(To do):
Only one stretch of the data below is wanted: the lines from the one with "[Batch spec] Target class: bird's foot." through the one with "[Batch spec] Target class: red eye.", repeated exactly.

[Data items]
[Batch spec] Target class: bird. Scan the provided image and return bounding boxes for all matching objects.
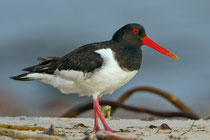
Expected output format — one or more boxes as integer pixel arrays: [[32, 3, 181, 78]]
[[11, 23, 179, 132]]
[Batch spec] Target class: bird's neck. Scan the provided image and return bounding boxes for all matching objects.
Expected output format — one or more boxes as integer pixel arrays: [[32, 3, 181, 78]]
[[111, 41, 142, 71]]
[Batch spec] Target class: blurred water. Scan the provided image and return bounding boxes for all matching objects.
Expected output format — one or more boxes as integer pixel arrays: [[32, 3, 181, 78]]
[[0, 0, 210, 117]]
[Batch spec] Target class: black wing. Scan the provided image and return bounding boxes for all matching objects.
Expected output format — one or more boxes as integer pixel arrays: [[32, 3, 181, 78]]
[[11, 44, 104, 81], [58, 47, 104, 73]]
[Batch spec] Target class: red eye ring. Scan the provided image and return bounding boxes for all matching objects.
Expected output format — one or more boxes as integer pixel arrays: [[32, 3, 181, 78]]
[[133, 28, 139, 34]]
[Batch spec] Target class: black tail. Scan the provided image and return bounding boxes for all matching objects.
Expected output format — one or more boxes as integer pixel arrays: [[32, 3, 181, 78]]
[[10, 73, 33, 81], [11, 57, 59, 81]]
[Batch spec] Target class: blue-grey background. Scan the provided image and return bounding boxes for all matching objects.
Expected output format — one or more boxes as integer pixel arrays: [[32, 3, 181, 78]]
[[0, 0, 210, 118]]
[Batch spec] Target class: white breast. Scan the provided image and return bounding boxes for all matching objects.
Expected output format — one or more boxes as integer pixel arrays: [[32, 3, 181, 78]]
[[89, 48, 138, 95], [26, 48, 138, 98]]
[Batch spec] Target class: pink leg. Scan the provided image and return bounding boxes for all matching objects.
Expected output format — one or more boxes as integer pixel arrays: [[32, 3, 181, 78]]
[[92, 96, 101, 132], [95, 96, 116, 132]]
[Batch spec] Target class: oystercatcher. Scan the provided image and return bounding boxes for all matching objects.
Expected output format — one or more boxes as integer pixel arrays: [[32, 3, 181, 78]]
[[11, 23, 179, 132]]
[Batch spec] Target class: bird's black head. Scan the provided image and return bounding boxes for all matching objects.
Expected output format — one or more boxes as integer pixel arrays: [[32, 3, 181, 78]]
[[112, 23, 146, 46], [112, 23, 179, 60]]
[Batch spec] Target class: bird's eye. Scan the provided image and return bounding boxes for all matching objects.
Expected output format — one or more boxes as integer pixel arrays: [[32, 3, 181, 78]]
[[133, 28, 139, 34]]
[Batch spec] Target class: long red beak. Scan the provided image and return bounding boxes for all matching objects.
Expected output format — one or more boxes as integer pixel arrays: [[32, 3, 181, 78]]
[[141, 36, 179, 60]]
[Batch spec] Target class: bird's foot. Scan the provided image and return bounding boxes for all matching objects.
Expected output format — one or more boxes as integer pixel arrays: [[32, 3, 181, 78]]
[[92, 126, 101, 133], [92, 128, 117, 133], [105, 127, 117, 133]]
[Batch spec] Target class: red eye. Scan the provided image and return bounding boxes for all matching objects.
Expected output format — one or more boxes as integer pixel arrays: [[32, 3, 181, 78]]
[[133, 28, 139, 34]]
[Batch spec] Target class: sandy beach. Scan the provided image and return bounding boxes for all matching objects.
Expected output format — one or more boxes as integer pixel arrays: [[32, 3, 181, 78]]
[[0, 117, 209, 139]]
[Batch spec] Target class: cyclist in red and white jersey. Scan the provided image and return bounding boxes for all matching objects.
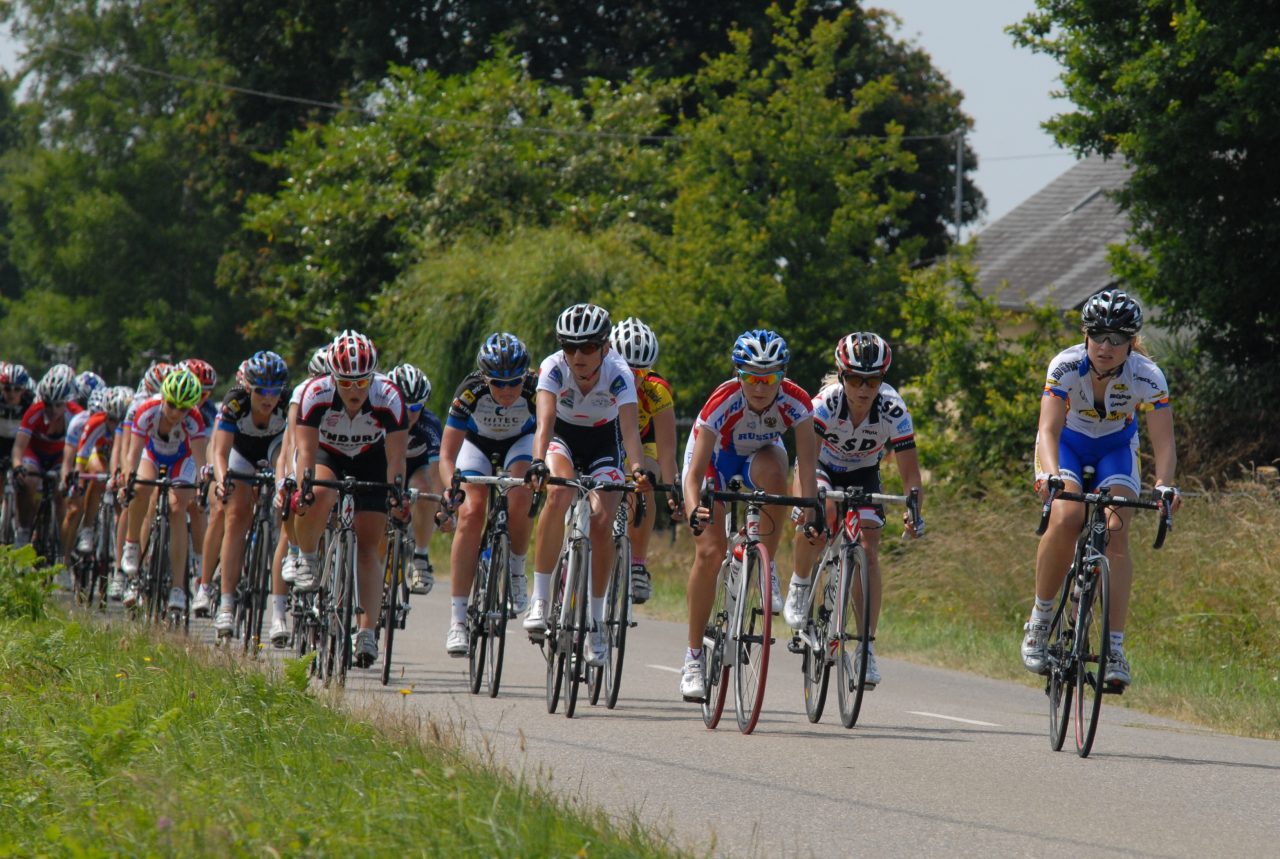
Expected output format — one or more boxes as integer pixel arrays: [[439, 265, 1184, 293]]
[[438, 332, 538, 656], [783, 332, 924, 688], [293, 330, 408, 669], [524, 304, 648, 668], [275, 345, 330, 583], [70, 387, 132, 561], [1022, 290, 1181, 688], [678, 329, 820, 703], [10, 365, 82, 548], [119, 369, 208, 612], [61, 383, 108, 556]]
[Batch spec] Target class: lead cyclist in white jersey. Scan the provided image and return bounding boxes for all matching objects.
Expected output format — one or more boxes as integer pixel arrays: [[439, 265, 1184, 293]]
[[524, 304, 648, 669], [1022, 289, 1181, 688]]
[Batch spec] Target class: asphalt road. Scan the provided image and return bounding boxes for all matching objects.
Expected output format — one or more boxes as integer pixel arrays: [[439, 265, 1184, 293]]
[[221, 588, 1280, 859]]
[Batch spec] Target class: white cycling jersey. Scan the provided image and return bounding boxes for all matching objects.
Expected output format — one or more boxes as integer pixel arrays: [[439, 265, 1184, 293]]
[[1043, 344, 1170, 439], [812, 381, 915, 472], [298, 374, 406, 458], [536, 350, 636, 428]]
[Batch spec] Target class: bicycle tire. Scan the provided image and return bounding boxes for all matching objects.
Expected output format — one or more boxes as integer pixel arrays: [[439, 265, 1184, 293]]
[[335, 535, 357, 687], [1075, 557, 1110, 757], [0, 489, 14, 545], [701, 558, 732, 729], [240, 523, 265, 652], [1047, 571, 1076, 751], [147, 516, 170, 626], [486, 532, 511, 699], [733, 541, 772, 734], [468, 530, 492, 695], [600, 535, 630, 709], [317, 537, 344, 684], [564, 537, 590, 719], [381, 533, 404, 686], [545, 550, 568, 714], [803, 556, 834, 724], [836, 543, 871, 729]]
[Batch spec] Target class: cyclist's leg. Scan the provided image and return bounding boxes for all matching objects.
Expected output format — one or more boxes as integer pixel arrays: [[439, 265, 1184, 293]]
[[217, 476, 255, 603], [292, 463, 338, 554], [746, 442, 789, 558], [166, 459, 198, 590], [200, 489, 225, 593], [529, 441, 576, 617], [354, 509, 388, 633], [1096, 441, 1141, 648], [1033, 430, 1089, 603], [125, 456, 160, 544], [586, 461, 625, 600], [503, 435, 535, 557]]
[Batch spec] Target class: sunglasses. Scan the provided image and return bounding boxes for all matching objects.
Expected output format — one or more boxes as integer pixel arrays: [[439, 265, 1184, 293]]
[[1087, 331, 1131, 347], [253, 386, 284, 397], [335, 376, 372, 389], [561, 341, 603, 356], [487, 377, 523, 389], [840, 372, 883, 388], [2, 385, 22, 393], [738, 370, 784, 386], [162, 401, 192, 412], [407, 402, 424, 414]]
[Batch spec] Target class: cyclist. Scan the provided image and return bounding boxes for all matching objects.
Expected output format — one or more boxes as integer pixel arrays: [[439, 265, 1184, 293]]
[[178, 358, 218, 586], [61, 384, 109, 556], [10, 364, 82, 549], [292, 330, 409, 669], [119, 368, 209, 612], [1, 363, 36, 473], [525, 304, 648, 668], [388, 363, 446, 595], [609, 317, 681, 604], [205, 351, 291, 643], [1022, 289, 1181, 688], [678, 329, 820, 703], [783, 332, 924, 688], [277, 345, 332, 584], [438, 332, 537, 656], [72, 386, 132, 557]]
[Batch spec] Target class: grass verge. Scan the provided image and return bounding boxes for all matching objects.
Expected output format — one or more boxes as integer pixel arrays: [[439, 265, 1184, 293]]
[[0, 548, 687, 856], [638, 485, 1280, 739]]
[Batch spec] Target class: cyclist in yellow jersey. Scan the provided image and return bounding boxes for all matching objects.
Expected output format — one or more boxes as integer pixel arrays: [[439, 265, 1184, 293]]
[[609, 318, 683, 603]]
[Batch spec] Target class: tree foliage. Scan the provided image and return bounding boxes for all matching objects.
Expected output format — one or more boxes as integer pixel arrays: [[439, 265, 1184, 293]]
[[1010, 1, 1280, 368]]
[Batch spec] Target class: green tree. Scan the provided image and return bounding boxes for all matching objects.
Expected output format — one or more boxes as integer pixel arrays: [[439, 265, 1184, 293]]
[[1010, 1, 1280, 368]]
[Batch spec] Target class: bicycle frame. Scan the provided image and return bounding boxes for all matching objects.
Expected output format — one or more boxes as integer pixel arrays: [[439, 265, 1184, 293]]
[[128, 467, 194, 630]]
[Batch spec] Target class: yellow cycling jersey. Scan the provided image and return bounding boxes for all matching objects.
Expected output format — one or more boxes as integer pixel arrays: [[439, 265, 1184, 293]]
[[636, 370, 674, 440]]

(Response for this exercise):
[Batch spec] Target class: bird's foot. Scan the provided image and return bounding boxes for all matching objects.
Expected output format — one or more boxes as integer pixel arrays: [[32, 3, 181, 78]]
[[92, 126, 101, 133], [92, 128, 117, 133], [105, 127, 117, 133]]
[Batch spec] Target class: red eye. Scan the provided image and return bounding boxes for all matching objects.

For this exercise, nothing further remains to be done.